• _SOURCE DOCUMENT_:
= = = = =
Abstract
This study describes a novel surgical method to remove urinary bladder-related urachal abscesses in a cow. Traditional methods, such as the midline or paramedian approach in calves and the preinguinal approach, can be challenging in adult cattle, especially for lesions situated near the pelvic cavity. In this case, a 4-year-old cow had a urachal abscess attached to the bladder apex, making it difficult to approach via abdominal wall incision. Colpotomy and pulling the abscess through a vaginal wall incision allowed for complete exteriorization of the lesion and comfortable accessibility of the abscess and the resection site. This report suggests that colpotomy is an effective new route in adult cattle for accessing urachal abscesses not accessible via traditional surgical approaches.
Keywords: cattle, colpotomy, surgical management, urachal abscess
The intraabdominal umbilical structures comprise one umbilical vein, carrying oxygenated blood, two umbilical arteries, carrying deoxygenated blood, and one urachus [14, 19]. The urachus is the continuation of the fetal urinary bladder to the allantoic sac [1]. At birth, the urachus is disrupted at the level of the abdominal wall and passively pulled dorsoventrally into the abdominal cavity by the actively retracting umbilical arteries [26]. Incomplete or abnormal involution can lead to urachal disease. Ascending infection of the urachal remnant may result in omphalourachitis; abscessation thereof may result in urachal abscess formation [2, 16].
Symptoms of a urachal abscess include fever, swelling, and pain on palpation of the umbilical region, drainage of pus from the umbilical region, and dysuria (frequent voiding of small amounts of urine). In young calves, the diagnosis may be made by bimanual deep abdominal palpation [1]. Ultrasonography is a reliable, noninvasive tool that can aid in accurately diagnosing deep abdominal conditions, such as the presence of intrabdominal umbilical remnants [3, 12, 24]. However, diagnosing abnormality of the urachus may be challenging in the absence of extra-abdominal umbilical abnormalities and dysuria [5, 6, 21, 25].
If the patient exhibits signs of urachal abscess formation, the urachus should be surgically removed via laparotomy. In most cases of urachal abscessation, the apex of the bladder is broadly attached to the wall of the abscess, necessitating surgical resection of a portion of the urinary bladder apex. Since the apex of the urinary bladder needs to be grasped, resected, and sutured under direct visual control, the ventral midline approach elongated from the umbilicus in the caudal direction is commonly used in calves.
= = = = =
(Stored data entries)
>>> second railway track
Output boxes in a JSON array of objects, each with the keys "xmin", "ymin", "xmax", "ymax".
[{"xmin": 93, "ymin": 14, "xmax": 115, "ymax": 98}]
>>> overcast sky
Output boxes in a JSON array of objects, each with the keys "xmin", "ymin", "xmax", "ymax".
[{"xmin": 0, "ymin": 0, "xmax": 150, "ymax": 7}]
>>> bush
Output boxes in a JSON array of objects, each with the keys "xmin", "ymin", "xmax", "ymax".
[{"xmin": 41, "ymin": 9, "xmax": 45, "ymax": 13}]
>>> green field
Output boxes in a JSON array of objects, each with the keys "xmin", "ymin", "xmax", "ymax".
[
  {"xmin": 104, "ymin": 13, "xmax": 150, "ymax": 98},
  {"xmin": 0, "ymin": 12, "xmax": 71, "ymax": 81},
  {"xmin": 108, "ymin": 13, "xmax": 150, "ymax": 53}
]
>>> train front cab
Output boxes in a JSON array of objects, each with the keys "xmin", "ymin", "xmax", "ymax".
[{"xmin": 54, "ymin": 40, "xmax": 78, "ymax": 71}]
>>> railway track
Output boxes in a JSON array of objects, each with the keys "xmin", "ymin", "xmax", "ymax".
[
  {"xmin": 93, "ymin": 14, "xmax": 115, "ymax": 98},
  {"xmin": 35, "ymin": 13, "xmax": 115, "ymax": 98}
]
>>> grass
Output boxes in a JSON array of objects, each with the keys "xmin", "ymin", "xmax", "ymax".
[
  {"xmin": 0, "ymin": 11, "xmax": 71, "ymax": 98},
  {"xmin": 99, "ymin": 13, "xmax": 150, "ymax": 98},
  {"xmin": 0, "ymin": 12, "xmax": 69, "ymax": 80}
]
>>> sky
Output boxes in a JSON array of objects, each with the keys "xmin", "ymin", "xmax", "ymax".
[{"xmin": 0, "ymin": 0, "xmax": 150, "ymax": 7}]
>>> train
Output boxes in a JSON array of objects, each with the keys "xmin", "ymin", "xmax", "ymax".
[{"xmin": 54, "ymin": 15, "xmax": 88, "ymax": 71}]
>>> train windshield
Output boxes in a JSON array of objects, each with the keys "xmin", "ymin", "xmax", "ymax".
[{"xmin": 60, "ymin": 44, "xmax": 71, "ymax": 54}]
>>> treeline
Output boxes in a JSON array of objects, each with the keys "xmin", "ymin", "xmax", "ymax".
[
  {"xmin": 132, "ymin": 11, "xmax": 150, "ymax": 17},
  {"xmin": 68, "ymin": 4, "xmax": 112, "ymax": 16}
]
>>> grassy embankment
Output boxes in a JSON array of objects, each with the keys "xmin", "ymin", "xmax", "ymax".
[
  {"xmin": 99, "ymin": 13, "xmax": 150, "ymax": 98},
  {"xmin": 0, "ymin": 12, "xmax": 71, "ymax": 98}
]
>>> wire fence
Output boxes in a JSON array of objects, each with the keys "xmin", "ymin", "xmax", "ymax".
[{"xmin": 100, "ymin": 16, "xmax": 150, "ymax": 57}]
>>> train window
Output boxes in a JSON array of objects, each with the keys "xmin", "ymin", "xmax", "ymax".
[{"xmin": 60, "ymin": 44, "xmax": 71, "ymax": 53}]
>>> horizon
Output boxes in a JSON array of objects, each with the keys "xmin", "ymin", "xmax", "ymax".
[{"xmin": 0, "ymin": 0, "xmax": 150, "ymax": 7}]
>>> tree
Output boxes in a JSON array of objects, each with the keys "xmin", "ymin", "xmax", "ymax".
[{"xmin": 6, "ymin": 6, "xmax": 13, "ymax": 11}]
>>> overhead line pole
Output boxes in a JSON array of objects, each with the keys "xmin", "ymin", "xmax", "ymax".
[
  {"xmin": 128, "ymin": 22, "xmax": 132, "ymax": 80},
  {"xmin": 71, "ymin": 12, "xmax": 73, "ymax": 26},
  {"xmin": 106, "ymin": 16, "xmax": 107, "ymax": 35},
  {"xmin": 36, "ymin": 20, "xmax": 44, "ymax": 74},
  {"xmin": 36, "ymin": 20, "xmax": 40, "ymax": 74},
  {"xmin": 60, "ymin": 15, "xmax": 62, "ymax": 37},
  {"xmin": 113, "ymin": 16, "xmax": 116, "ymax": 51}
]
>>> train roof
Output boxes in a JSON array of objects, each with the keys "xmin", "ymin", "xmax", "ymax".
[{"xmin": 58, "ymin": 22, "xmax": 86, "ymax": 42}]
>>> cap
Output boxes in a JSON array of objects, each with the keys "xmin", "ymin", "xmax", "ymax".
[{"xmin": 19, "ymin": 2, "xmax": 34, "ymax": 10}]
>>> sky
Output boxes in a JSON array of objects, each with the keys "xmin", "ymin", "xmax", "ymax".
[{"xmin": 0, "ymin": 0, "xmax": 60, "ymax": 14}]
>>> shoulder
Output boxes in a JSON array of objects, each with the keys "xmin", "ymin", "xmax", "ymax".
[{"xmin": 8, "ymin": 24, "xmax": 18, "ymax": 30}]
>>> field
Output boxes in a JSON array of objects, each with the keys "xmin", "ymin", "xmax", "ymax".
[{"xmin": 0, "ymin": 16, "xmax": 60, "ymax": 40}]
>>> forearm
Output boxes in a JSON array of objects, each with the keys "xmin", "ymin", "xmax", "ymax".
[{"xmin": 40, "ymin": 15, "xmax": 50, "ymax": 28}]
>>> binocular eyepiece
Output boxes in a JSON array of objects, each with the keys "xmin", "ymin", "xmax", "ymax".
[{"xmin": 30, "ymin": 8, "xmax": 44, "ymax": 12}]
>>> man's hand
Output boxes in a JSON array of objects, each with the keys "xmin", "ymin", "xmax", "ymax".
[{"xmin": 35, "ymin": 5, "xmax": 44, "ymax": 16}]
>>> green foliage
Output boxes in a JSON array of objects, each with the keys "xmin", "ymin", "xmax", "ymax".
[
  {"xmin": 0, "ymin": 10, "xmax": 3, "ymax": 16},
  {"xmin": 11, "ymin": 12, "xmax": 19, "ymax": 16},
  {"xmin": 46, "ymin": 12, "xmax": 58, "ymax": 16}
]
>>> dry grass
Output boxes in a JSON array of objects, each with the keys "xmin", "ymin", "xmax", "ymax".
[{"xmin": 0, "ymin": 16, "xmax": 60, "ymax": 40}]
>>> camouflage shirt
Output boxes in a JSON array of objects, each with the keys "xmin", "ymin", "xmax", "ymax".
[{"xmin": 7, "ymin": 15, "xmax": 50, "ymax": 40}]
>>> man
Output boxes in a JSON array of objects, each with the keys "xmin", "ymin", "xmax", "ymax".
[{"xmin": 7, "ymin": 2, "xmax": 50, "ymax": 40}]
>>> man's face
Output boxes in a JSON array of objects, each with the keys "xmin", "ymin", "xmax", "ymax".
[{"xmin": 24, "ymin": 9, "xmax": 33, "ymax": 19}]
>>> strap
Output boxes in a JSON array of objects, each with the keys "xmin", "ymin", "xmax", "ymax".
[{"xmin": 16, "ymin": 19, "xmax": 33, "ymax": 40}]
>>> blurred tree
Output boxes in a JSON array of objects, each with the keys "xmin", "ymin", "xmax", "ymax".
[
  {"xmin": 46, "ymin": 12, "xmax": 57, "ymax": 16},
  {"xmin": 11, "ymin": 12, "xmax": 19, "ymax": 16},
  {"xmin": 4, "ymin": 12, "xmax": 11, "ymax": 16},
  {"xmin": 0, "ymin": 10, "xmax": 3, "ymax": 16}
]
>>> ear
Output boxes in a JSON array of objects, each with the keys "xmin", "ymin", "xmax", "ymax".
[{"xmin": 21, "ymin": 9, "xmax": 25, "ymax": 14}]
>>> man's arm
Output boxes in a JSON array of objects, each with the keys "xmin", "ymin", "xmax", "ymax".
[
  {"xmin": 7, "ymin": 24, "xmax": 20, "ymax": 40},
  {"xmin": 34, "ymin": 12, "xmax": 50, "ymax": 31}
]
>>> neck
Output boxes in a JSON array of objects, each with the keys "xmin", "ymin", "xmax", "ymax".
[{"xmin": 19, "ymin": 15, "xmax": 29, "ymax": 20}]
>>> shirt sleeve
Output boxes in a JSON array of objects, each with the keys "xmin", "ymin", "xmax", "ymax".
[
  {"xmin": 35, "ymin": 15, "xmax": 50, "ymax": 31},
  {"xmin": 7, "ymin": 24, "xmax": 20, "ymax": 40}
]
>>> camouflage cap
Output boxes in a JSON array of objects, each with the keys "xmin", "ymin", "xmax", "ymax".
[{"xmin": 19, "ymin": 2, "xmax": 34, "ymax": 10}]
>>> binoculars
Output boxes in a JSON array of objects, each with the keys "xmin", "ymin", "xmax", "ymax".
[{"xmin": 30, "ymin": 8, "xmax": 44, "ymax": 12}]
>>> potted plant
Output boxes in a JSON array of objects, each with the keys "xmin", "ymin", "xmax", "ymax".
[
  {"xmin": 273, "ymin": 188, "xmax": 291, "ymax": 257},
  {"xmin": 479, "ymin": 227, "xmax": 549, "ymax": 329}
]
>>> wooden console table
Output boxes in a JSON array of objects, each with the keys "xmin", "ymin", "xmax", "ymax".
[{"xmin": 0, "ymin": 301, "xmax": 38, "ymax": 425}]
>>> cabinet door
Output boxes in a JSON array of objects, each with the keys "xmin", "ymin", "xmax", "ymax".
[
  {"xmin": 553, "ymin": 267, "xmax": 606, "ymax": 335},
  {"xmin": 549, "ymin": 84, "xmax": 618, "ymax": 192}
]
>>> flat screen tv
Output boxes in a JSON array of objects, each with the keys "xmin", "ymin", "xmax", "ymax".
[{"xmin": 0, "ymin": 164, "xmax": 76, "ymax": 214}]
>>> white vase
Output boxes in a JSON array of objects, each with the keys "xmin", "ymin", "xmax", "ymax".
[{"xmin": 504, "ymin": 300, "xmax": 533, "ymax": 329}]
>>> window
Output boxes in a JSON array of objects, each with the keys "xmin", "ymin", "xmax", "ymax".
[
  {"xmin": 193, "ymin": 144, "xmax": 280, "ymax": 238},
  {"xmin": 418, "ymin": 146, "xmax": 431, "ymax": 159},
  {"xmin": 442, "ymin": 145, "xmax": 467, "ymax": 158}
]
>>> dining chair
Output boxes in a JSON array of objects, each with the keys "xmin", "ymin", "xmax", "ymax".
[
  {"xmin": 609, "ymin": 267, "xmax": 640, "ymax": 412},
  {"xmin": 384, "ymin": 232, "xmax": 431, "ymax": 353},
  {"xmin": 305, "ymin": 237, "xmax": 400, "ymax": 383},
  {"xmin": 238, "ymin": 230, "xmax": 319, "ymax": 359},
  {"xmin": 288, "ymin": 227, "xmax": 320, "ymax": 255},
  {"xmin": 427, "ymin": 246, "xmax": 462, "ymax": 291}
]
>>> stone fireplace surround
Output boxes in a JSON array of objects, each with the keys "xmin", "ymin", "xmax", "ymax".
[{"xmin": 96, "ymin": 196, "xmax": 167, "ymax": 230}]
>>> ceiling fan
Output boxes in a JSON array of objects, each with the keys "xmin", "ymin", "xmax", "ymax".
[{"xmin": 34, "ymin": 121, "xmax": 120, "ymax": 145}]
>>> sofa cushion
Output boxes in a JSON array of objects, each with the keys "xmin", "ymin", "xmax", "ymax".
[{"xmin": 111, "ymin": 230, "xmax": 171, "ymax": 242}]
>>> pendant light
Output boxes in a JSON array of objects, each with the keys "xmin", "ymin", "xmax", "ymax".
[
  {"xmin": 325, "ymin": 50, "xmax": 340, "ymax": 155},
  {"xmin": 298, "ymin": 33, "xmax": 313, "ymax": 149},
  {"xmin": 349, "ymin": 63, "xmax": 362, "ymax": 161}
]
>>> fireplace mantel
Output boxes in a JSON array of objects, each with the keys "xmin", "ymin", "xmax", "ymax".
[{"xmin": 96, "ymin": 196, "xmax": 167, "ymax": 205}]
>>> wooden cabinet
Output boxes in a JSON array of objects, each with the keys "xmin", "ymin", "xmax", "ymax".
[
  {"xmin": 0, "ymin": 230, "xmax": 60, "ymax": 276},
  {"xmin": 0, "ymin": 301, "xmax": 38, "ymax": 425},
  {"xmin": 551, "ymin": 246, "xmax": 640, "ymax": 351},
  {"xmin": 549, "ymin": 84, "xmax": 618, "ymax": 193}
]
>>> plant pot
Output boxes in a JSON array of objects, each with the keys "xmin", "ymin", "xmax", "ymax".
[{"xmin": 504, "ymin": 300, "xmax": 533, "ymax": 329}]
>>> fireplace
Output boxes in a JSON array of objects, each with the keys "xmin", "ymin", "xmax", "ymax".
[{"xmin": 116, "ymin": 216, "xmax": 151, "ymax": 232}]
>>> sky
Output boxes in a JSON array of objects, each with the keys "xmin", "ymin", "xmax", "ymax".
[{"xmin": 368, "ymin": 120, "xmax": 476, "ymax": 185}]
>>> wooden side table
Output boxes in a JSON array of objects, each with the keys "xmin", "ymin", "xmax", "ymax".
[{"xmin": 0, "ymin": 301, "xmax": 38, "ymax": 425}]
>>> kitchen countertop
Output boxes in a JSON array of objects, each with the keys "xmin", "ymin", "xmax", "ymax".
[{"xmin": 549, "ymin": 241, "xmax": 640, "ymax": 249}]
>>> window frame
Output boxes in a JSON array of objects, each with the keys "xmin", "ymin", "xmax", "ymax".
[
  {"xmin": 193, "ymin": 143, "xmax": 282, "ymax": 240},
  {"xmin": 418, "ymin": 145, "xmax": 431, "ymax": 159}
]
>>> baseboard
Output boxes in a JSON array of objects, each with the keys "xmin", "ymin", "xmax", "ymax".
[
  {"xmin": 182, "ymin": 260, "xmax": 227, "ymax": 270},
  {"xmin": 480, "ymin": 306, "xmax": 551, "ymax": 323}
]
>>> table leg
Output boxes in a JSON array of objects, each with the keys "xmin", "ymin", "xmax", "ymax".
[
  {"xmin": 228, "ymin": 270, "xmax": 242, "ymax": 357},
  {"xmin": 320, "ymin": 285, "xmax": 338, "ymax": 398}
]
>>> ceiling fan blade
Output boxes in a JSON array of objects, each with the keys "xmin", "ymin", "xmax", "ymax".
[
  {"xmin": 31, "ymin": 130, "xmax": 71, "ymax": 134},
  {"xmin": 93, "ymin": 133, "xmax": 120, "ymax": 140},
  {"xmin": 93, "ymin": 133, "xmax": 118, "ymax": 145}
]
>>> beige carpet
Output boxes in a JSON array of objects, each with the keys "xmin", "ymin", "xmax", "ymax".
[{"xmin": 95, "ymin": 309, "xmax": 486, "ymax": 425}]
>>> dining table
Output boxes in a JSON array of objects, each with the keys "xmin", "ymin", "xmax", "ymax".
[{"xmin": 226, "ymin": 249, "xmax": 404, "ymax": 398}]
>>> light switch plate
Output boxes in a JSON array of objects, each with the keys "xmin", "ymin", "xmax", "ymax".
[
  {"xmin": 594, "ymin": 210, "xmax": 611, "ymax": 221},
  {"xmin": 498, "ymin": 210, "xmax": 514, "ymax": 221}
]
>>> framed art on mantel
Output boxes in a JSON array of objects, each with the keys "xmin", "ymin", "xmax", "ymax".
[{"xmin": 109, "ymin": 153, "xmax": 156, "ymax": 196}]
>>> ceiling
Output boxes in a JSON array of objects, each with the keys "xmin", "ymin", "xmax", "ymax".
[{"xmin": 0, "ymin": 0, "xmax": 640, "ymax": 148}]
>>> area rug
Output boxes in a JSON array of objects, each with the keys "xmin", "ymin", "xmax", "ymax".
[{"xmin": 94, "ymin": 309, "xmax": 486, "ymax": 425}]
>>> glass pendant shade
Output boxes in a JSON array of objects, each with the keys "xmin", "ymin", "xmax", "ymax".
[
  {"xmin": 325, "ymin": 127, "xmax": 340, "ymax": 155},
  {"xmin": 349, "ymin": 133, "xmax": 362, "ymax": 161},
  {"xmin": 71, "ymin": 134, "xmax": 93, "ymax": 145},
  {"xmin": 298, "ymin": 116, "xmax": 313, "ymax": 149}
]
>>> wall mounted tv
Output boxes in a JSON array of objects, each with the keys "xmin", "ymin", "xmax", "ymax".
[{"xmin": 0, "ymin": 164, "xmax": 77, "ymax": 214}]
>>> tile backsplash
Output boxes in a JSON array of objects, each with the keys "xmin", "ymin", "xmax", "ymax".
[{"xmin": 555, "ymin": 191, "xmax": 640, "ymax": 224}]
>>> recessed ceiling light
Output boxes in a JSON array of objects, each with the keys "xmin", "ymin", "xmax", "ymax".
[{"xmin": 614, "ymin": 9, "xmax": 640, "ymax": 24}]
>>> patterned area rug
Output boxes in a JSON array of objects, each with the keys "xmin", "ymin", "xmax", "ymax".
= = = = =
• _WORK INSTRUCTIONS_:
A. Rewrite the urachal abscess report starting with "Keywords: cattle, colpotomy, surgical" and going on through "formation [2, 16].", replacing "allantoic sac" with "allantois".
B. In the urachal abscess report, how old was the cow that had the abscess attached to the bladder apex?

• _ANSWERS BY TASK_:
A.
Keywords: cattle, colpotomy, surgical management, urachal abscess
The intraabdominal umbilical structures comprise one umbilical vein, carrying oxygenated blood, two umbilical arteries, carrying deoxygenated blood, and one urachus [14, 19]. The urachus is the continuation of the fetal urinary bladder to the allantois [1]. At birth, the urachus is disrupted at the level of the abdominal wall and passively pulled dorsoventrally into the abdominal cavity by the actively retracting umbilical arteries [26]. Incomplete or abnormal involution can lead to urachal disease. Ascending infection of the urachal remnant may result in omphalourachitis; abscessation thereof may result in urachal abscess formation [2, 16].

B. 4 years old.